Task statement: Write out the stretch of the passage about learning Spanish from "But I had even" through "didn’t hurt either.", word for word.
-------- Passage shown
It was probably following Ms. Tyler’s advice that I began reading for pleasure in Spanish. I started with elementary-graded readers and soon made the next logical progression to One Hundred Years of Solitude. I didn’t lose the habit of reading novels in Spanish even after moving to Italy. Once while my brother was doing a university year abroad in Seville, I went to stay with him at Easter for the Semana Santa festivities. When he turned up with a local friend to greet me at the train station, I launched into a detailed Spanish description of my trip, all those interior narratives of the novels suddenly flowing forth unencumbered.

“Wow,” my brother said. “I didn’t know you spoke Spanish so well. How did you learn it?”

In my great wisdom, I replied, “No lo sé.” (I don’t know.)

But I had even amazed myself and continued to do so throughout that entire week of following religious processions through the narrow streets amidst the smell of hot wax and frankincense and afterwards hopping from tapas bar to tapas bar till the moon disappeared. I was intensely motivated to keep up with the conversations my brother and his fellow architecture students were having around tables strewn with jamón and cigarette butts. It didn’t hurt that I developed a harmless crush on one of them. Or that we all stayed up every night well past my bedtime. And the red wine didn’t hurt either.

Naturally, my story of how I learned Spanish involves the opposite sex. To those of you who say, “Oh, no, not again! Can’t you learn a language without a man?” I say, “Can you eat toast without butter?”

Speaking of butter, I have to make a special mention of Alberto. He was the Spanish lettore at my university, the native-language assistant teacher from Barcelona who all the girls had a crush on. All the girls who were studying Spanish but also a few studying Russian and Sanskrit and Japanese too. Why did they all have burning, unrequited crushes on Alberto? It wasn’t just that he was a relatively good-looking foreigner with impeccable hygiene. It wasn’t just the fact that he elegantly rode that fine line between being a professor – our superior, for goodness’ sake – and being a casual friend who wasn’t actually much older than us. No, it wasn’t just that. I think they all loved Alberto because he was so unItalian, so unhairy, so gentle, so soft – and not just in the charming Iberian way he liquefied the hard consonants of the Italian language. He seemed shy and unaware of all the whispering outside the lecture halls. He tucked in his shirt. He had dewy and slightly bulging eyes, a chiselled nose and tapered artist’s fingers. On top of that, his mother was gravely ill. You would have melted too.
----------------
-------- Entries
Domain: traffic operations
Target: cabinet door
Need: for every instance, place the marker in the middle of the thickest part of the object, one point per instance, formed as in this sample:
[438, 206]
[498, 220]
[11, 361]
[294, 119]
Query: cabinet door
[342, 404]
----------------
Solution to this exercise:
But I had even amazed myself and continued to do so throughout that entire week of following religious processions through the narrow streets amidst the smell of hot wax and frankincense and afterwards hopping from tapas bar to tapas bar till the moon disappeared. I was intensely motivated to keep up with the conversations my brother and his fellow architecture students were having around tables strewn with jamón and cigarette butts. It didn’t hurt that I developed a harmless crush on one of them. Or that we all stayed up every night well past my bedtime. And the red wine didn’t hurt either.